— REQUIREMENT —
Collect every line in the listing below that contains the word "woman", and copy each of those lines in full.

━━ TASK DATA ━━

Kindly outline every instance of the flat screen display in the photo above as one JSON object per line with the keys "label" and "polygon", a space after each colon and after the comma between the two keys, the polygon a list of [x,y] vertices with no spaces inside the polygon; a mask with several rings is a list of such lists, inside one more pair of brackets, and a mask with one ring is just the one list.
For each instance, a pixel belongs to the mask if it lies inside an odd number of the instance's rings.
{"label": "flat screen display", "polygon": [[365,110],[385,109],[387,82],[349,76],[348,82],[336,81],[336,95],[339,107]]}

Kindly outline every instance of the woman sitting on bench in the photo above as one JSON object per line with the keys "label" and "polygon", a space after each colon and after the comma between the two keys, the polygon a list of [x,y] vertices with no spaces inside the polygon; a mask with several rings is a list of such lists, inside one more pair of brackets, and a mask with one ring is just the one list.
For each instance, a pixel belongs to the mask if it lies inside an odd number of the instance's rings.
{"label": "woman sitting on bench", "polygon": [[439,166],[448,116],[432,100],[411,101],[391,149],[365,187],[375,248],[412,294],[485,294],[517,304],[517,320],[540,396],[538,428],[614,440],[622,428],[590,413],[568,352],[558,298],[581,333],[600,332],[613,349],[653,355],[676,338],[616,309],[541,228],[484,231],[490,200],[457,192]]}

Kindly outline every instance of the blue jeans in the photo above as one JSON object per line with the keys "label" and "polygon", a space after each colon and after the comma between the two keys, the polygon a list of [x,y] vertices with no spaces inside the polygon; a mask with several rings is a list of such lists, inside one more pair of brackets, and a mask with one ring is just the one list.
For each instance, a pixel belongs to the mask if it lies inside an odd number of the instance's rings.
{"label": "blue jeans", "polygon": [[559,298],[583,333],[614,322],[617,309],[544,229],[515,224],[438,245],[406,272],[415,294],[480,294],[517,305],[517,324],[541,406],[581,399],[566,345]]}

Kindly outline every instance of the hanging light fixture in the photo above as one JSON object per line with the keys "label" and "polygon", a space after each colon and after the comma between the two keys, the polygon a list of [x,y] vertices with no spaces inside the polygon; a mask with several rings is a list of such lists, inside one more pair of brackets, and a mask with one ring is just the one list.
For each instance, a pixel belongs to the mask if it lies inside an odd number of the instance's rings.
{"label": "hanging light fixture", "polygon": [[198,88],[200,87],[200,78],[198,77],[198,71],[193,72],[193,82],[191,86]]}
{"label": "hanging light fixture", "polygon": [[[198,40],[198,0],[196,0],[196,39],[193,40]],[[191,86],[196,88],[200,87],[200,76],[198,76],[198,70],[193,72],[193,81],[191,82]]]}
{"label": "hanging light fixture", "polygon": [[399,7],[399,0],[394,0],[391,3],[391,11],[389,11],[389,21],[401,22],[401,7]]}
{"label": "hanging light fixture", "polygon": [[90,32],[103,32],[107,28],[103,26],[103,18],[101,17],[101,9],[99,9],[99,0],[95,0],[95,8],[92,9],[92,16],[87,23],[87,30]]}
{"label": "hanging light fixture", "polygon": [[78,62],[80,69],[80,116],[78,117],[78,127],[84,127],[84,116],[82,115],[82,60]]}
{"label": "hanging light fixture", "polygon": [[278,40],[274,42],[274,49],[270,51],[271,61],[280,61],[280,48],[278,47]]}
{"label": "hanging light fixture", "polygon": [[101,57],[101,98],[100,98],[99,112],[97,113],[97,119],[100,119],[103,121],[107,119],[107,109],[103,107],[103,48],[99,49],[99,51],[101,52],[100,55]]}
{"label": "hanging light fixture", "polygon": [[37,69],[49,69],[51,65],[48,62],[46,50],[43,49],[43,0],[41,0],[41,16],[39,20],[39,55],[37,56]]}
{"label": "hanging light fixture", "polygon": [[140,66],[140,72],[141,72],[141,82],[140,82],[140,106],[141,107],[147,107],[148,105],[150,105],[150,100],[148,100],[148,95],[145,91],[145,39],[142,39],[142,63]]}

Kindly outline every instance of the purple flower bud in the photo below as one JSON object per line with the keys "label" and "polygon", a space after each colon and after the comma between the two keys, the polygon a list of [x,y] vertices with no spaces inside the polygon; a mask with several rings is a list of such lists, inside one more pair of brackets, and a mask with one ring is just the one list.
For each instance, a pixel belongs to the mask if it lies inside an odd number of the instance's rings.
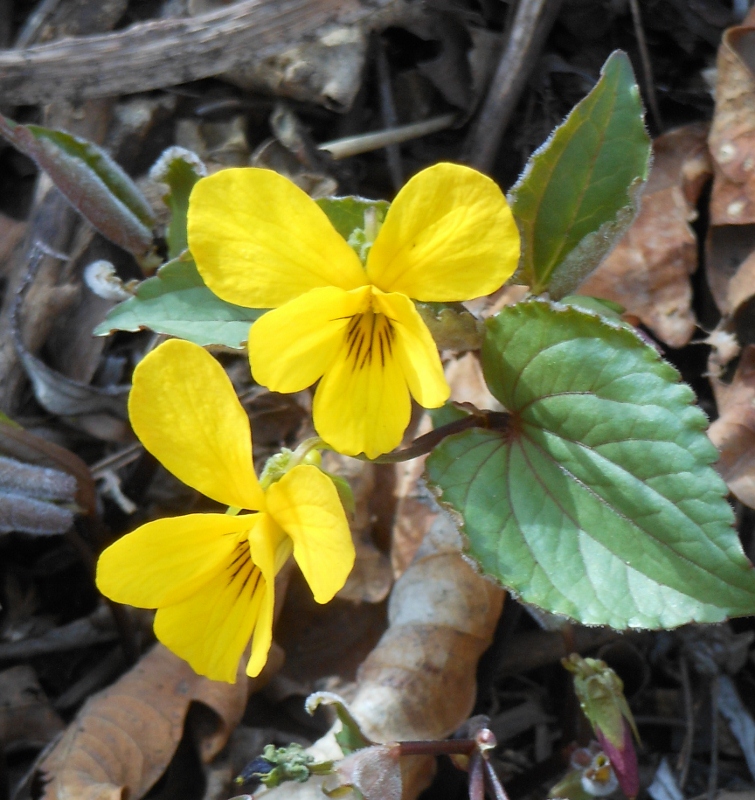
{"label": "purple flower bud", "polygon": [[603,752],[608,756],[611,766],[613,766],[621,791],[624,792],[630,800],[634,800],[637,793],[640,791],[637,753],[635,753],[634,750],[632,731],[629,728],[629,723],[626,719],[622,719],[622,722],[624,723],[624,736],[621,747],[616,747],[611,744],[608,737],[603,734],[603,731],[601,731],[597,725],[595,726],[595,735],[598,737]]}

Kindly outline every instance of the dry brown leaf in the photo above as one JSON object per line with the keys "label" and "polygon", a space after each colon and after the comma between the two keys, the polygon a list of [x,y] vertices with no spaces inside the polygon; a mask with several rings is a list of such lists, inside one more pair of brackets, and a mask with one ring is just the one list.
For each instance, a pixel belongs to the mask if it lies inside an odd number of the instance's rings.
{"label": "dry brown leaf", "polygon": [[717,469],[737,499],[755,508],[755,346],[742,352],[731,384],[711,382],[719,417],[708,436],[721,453]]}
{"label": "dry brown leaf", "polygon": [[711,174],[706,135],[698,123],[653,142],[637,219],[579,289],[621,304],[671,347],[687,344],[696,325],[689,276],[697,269],[697,239],[689,223]]}
{"label": "dry brown leaf", "polygon": [[716,108],[708,137],[713,190],[706,274],[722,314],[755,294],[755,12],[718,49]]}
{"label": "dry brown leaf", "polygon": [[0,672],[0,750],[13,744],[46,745],[64,727],[31,667]]}
{"label": "dry brown leaf", "polygon": [[[480,361],[474,353],[465,353],[461,358],[449,361],[445,374],[451,387],[451,399],[455,402],[471,403],[480,409],[502,410],[485,383]],[[421,436],[431,428],[430,417],[425,414],[416,435]],[[425,469],[425,459],[415,458],[396,464],[396,521],[391,544],[391,563],[396,577],[409,566],[436,517],[436,512],[431,510],[430,495],[419,480]]]}
{"label": "dry brown leaf", "polygon": [[323,781],[323,788],[331,794],[352,786],[365,800],[401,800],[398,745],[376,744],[357,750],[339,761],[335,773]]}
{"label": "dry brown leaf", "polygon": [[[468,717],[475,673],[489,646],[504,591],[480,576],[460,553],[461,537],[438,515],[414,562],[393,587],[389,628],[357,674],[349,704],[364,733],[376,742],[442,739]],[[310,752],[341,758],[331,731]],[[434,760],[401,759],[403,800],[429,783]],[[322,780],[283,784],[266,800],[323,800]]]}
{"label": "dry brown leaf", "polygon": [[712,225],[755,223],[755,11],[718,49],[716,109],[708,140],[715,177]]}
{"label": "dry brown leaf", "polygon": [[39,764],[41,800],[139,800],[162,775],[181,739],[191,703],[217,715],[203,730],[200,755],[218,753],[238,724],[250,691],[282,661],[273,648],[265,673],[249,680],[239,666],[235,684],[197,675],[156,645],[119,681],[91,697],[62,739]]}

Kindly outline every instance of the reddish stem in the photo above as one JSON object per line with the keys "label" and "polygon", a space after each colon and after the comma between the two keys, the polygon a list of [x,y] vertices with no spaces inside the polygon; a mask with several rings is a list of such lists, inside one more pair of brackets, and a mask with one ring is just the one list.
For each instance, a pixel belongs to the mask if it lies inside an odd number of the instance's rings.
{"label": "reddish stem", "polygon": [[398,742],[400,756],[468,756],[477,749],[475,739],[443,739],[442,741]]}

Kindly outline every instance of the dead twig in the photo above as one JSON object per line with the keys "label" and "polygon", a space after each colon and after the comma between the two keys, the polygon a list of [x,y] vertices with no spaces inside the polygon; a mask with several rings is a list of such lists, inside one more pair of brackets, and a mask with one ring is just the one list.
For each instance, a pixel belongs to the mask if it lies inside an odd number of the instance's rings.
{"label": "dead twig", "polygon": [[629,8],[632,11],[632,24],[634,25],[634,35],[637,38],[637,47],[640,51],[642,61],[642,76],[645,79],[645,95],[650,113],[653,115],[653,122],[659,131],[663,130],[663,120],[661,110],[658,107],[658,97],[655,93],[655,81],[653,80],[653,67],[650,63],[650,52],[648,51],[647,41],[645,40],[645,30],[642,27],[642,17],[640,16],[640,4],[638,0],[629,0]]}
{"label": "dead twig", "polygon": [[6,104],[82,100],[207,78],[258,62],[328,22],[377,23],[392,2],[245,0],[193,18],[8,50],[0,53],[0,96]]}
{"label": "dead twig", "polygon": [[[398,117],[396,116],[396,104],[393,100],[391,68],[388,64],[388,57],[385,55],[385,47],[379,37],[375,37],[375,55],[380,88],[380,115],[386,128],[395,128],[398,125]],[[397,144],[389,144],[385,148],[385,156],[388,161],[391,183],[393,183],[395,191],[398,191],[404,183],[404,168],[401,164],[399,146]]]}
{"label": "dead twig", "polygon": [[506,46],[477,121],[464,146],[464,161],[483,172],[498,145],[540,54],[561,0],[519,0]]}
{"label": "dead twig", "polygon": [[457,121],[457,118],[457,114],[441,114],[438,117],[424,119],[422,122],[399,125],[398,128],[387,128],[374,133],[360,133],[355,136],[345,136],[343,139],[334,139],[331,142],[323,142],[317,146],[317,149],[327,150],[337,161],[341,158],[357,156],[360,153],[370,153],[383,147],[418,139],[420,136],[429,136],[431,133],[450,128]]}

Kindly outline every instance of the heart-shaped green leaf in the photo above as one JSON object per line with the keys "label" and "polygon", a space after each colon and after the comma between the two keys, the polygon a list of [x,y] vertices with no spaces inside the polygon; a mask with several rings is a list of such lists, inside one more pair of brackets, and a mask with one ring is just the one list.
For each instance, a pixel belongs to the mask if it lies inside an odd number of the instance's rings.
{"label": "heart-shaped green leaf", "polygon": [[470,555],[528,603],[593,625],[673,627],[755,612],[707,421],[626,327],[543,301],[487,322],[506,430],[449,437],[427,462]]}
{"label": "heart-shaped green leaf", "polygon": [[522,234],[518,278],[534,294],[574,291],[624,233],[650,169],[650,138],[626,53],[532,156],[509,201]]}
{"label": "heart-shaped green leaf", "polygon": [[176,259],[139,284],[135,296],[113,308],[94,334],[149,328],[202,346],[240,349],[249,338],[252,322],[264,313],[264,309],[221,300],[205,286],[193,261]]}

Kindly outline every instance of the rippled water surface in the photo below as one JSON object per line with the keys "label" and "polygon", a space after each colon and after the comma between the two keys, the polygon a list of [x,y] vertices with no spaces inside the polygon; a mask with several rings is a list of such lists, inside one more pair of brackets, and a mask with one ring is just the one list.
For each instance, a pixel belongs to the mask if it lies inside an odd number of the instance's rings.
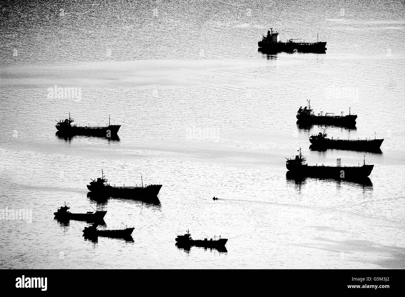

━━━

— ANSWER TO THIS PROBLEM —
Kindly outline every instance of the woman sitting on bench in the photo above as one JSON object per line with the keys "label" and "polygon", a space after each colon and after the comma between the two keys, the polygon a list of [x,y] vertices with no spaces inside the polygon; a mask with several rings is a list of such lists, inside one more pair of brackets, and a mask with one ring is just the one list.
{"label": "woman sitting on bench", "polygon": [[439,166],[448,116],[432,100],[411,101],[391,149],[365,187],[375,248],[412,294],[485,294],[517,304],[517,320],[540,396],[538,428],[614,440],[622,428],[590,413],[568,352],[558,298],[581,333],[600,332],[613,349],[653,355],[676,338],[616,309],[541,228],[484,231],[490,200],[457,192]]}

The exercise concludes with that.